:: INSTRUCTION ::
Report every line in the records that contains the string "socks", copying each line in full.

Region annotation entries
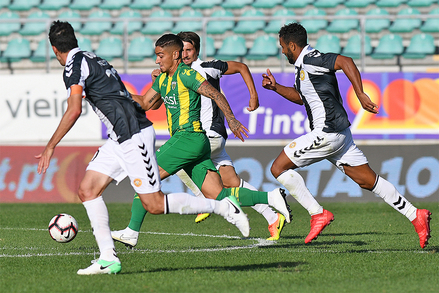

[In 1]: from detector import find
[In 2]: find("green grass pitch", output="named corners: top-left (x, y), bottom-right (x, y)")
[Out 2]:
top-left (0, 202), bottom-right (439, 293)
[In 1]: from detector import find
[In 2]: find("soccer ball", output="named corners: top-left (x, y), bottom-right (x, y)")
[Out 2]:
top-left (49, 214), bottom-right (78, 243)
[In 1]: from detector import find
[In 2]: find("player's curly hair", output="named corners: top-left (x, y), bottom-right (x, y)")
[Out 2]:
top-left (155, 34), bottom-right (183, 58)
top-left (177, 32), bottom-right (200, 53)
top-left (279, 22), bottom-right (308, 48)
top-left (49, 20), bottom-right (78, 53)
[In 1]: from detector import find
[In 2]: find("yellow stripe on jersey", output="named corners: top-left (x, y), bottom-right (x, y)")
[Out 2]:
top-left (177, 75), bottom-right (190, 125)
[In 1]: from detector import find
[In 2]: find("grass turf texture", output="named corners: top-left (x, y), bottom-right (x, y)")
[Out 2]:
top-left (0, 202), bottom-right (439, 293)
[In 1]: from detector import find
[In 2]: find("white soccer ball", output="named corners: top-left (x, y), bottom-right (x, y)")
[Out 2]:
top-left (49, 214), bottom-right (78, 243)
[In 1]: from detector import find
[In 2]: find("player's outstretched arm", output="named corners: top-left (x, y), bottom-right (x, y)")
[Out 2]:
top-left (334, 55), bottom-right (378, 114)
top-left (224, 61), bottom-right (259, 111)
top-left (262, 69), bottom-right (303, 105)
top-left (35, 85), bottom-right (82, 174)
top-left (131, 88), bottom-right (163, 111)
top-left (197, 81), bottom-right (248, 141)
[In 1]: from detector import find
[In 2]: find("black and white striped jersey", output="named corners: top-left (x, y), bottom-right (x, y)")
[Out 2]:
top-left (294, 45), bottom-right (351, 133)
top-left (63, 48), bottom-right (152, 143)
top-left (191, 58), bottom-right (229, 139)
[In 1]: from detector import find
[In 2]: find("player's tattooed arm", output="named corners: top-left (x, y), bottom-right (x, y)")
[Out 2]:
top-left (262, 69), bottom-right (303, 105)
top-left (132, 89), bottom-right (163, 111)
top-left (197, 81), bottom-right (248, 141)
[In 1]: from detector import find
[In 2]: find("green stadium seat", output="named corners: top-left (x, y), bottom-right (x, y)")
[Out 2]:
top-left (172, 9), bottom-right (203, 34)
top-left (264, 8), bottom-right (296, 34)
top-left (365, 8), bottom-right (390, 33)
top-left (77, 37), bottom-right (93, 52)
top-left (221, 0), bottom-right (253, 9)
top-left (128, 37), bottom-right (154, 62)
top-left (375, 0), bottom-right (407, 7)
top-left (314, 35), bottom-right (341, 54)
top-left (58, 10), bottom-right (82, 32)
top-left (38, 0), bottom-right (70, 10)
top-left (206, 9), bottom-right (235, 35)
top-left (69, 0), bottom-right (101, 11)
top-left (326, 8), bottom-right (360, 33)
top-left (200, 37), bottom-right (216, 57)
top-left (19, 11), bottom-right (50, 36)
top-left (8, 0), bottom-right (41, 11)
top-left (421, 8), bottom-right (439, 33)
top-left (342, 35), bottom-right (372, 59)
top-left (389, 8), bottom-right (422, 33)
top-left (99, 0), bottom-right (131, 10)
top-left (0, 11), bottom-right (21, 36)
top-left (402, 33), bottom-right (436, 59)
top-left (252, 0), bottom-right (283, 9)
top-left (0, 38), bottom-right (31, 63)
top-left (130, 0), bottom-right (162, 10)
top-left (233, 8), bottom-right (265, 34)
top-left (96, 37), bottom-right (123, 61)
top-left (245, 35), bottom-right (279, 60)
top-left (282, 0), bottom-right (314, 9)
top-left (407, 0), bottom-right (437, 8)
top-left (344, 0), bottom-right (375, 8)
top-left (191, 0), bottom-right (223, 9)
top-left (300, 8), bottom-right (328, 34)
top-left (81, 10), bottom-right (112, 36)
top-left (30, 38), bottom-right (56, 63)
top-left (313, 0), bottom-right (343, 9)
top-left (141, 10), bottom-right (174, 35)
top-left (110, 10), bottom-right (143, 35)
top-left (160, 0), bottom-right (192, 10)
top-left (215, 35), bottom-right (247, 60)
top-left (371, 34), bottom-right (404, 59)
top-left (0, 0), bottom-right (11, 9)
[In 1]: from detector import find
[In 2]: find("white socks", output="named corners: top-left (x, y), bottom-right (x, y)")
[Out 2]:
top-left (276, 170), bottom-right (323, 216)
top-left (165, 193), bottom-right (220, 215)
top-left (82, 196), bottom-right (118, 261)
top-left (372, 176), bottom-right (417, 222)
top-left (240, 179), bottom-right (277, 225)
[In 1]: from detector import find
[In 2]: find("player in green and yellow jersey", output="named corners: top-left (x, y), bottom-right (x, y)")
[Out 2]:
top-left (112, 34), bottom-right (290, 246)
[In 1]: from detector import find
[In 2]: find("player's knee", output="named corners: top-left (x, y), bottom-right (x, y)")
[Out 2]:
top-left (78, 185), bottom-right (97, 202)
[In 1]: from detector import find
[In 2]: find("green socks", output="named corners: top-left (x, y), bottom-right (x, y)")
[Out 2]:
top-left (216, 187), bottom-right (268, 207)
top-left (128, 193), bottom-right (147, 232)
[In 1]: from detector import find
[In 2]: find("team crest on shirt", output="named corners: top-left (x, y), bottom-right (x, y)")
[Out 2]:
top-left (134, 178), bottom-right (142, 187)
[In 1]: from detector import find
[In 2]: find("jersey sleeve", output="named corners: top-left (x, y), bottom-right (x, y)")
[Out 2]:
top-left (201, 60), bottom-right (229, 79)
top-left (303, 51), bottom-right (339, 71)
top-left (64, 53), bottom-right (90, 90)
top-left (180, 69), bottom-right (206, 92)
top-left (151, 73), bottom-right (163, 93)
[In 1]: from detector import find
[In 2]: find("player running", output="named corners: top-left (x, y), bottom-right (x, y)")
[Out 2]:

:: THE REPLY ::
[In 2]: find("white socks", output="named corners: top-left (x, y), bottom-right (x, y)")
[In 2]: find("green socks", output="named corners: top-left (x, y), bottom-right (x, y)")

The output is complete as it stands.